■ EXERCISE: Format the listing below as a numbered list, one item per line and omitting any blank lines.

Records

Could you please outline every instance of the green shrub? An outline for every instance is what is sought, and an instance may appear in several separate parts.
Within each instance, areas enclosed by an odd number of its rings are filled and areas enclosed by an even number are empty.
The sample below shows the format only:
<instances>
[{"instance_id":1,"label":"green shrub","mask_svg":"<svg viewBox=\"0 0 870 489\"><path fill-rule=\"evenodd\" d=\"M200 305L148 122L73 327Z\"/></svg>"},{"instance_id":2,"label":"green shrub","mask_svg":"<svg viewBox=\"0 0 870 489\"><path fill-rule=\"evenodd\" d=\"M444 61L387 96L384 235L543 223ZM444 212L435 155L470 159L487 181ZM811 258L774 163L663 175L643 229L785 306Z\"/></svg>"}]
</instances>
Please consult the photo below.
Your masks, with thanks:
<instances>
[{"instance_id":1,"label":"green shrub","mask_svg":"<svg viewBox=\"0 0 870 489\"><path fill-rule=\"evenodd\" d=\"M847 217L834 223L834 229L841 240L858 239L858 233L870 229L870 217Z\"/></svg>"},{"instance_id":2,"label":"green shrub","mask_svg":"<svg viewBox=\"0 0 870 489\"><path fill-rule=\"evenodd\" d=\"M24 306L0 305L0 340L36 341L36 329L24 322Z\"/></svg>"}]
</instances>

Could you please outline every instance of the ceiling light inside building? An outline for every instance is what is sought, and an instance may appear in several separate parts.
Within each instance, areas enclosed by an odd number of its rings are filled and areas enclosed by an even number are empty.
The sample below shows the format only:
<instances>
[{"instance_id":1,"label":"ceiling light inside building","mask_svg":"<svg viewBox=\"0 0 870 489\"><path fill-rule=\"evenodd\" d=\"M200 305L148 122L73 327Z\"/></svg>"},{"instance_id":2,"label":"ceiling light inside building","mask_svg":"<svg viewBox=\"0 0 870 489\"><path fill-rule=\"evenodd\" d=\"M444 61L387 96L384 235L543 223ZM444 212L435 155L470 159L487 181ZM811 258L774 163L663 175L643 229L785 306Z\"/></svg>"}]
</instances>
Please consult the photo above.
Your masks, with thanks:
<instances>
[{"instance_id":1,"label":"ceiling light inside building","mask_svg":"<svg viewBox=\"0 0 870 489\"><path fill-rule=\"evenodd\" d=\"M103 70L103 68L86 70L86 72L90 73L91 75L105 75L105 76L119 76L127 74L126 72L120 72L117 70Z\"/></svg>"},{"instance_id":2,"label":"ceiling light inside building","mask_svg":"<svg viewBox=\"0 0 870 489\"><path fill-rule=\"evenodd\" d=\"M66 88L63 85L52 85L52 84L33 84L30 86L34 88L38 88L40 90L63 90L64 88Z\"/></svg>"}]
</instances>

■ FINISHED ANSWER:
1. Could you please outline every instance of the green shrub? An outline for every instance is what is sought, and an instance may appear in several separate parts.
2. Within each instance, areas enclosed by an odd number of its rings are filled and areas enclosed by an even number are empty.
3. The sample below shows the format only:
4. <instances>
5. [{"instance_id":1,"label":"green shrub","mask_svg":"<svg viewBox=\"0 0 870 489\"><path fill-rule=\"evenodd\" d=\"M200 305L148 122L73 327Z\"/></svg>"},{"instance_id":2,"label":"green shrub","mask_svg":"<svg viewBox=\"0 0 870 489\"><path fill-rule=\"evenodd\" d=\"M444 61L387 96L384 235L543 223ZM444 212L435 155L470 159L487 181ZM811 258L774 163L663 175L643 229L785 306Z\"/></svg>"}]
6. </instances>
7. Please consult the photo below.
8. Your masks, with thanks:
9. <instances>
10. [{"instance_id":1,"label":"green shrub","mask_svg":"<svg viewBox=\"0 0 870 489\"><path fill-rule=\"evenodd\" d=\"M847 217L834 223L834 229L841 240L858 239L858 233L870 229L870 217Z\"/></svg>"},{"instance_id":2,"label":"green shrub","mask_svg":"<svg viewBox=\"0 0 870 489\"><path fill-rule=\"evenodd\" d=\"M24 306L0 305L0 340L36 341L36 329L24 322Z\"/></svg>"}]
11. </instances>
12. Could you please outline every instance of the ceiling light inside building? An outline for every instance is what is sought, and an instance may appear in several separate parts.
13. Within each instance, areas enclosed by an odd number of its rings are filled and areas enclosed by an even number are empty.
14. The sample below shows the format only:
15. <instances>
16. [{"instance_id":1,"label":"ceiling light inside building","mask_svg":"<svg viewBox=\"0 0 870 489\"><path fill-rule=\"evenodd\" d=\"M200 305L148 122L73 327Z\"/></svg>"},{"instance_id":2,"label":"ceiling light inside building","mask_svg":"<svg viewBox=\"0 0 870 489\"><path fill-rule=\"evenodd\" d=\"M444 61L387 96L384 235L543 223ZM444 212L435 155L470 159L487 181ZM811 258L774 163L663 175L643 229L785 306Z\"/></svg>"}]
17. </instances>
18. Please consult the photo above.
19. Your masks, with thanks:
20. <instances>
21. [{"instance_id":1,"label":"ceiling light inside building","mask_svg":"<svg viewBox=\"0 0 870 489\"><path fill-rule=\"evenodd\" d=\"M103 70L103 68L86 70L86 72L90 73L91 75L105 75L105 76L119 76L127 74L126 72L120 72L117 70Z\"/></svg>"},{"instance_id":2,"label":"ceiling light inside building","mask_svg":"<svg viewBox=\"0 0 870 489\"><path fill-rule=\"evenodd\" d=\"M66 88L63 85L52 85L52 84L33 84L30 86L34 88L38 88L40 90L63 90L64 88Z\"/></svg>"}]
22. </instances>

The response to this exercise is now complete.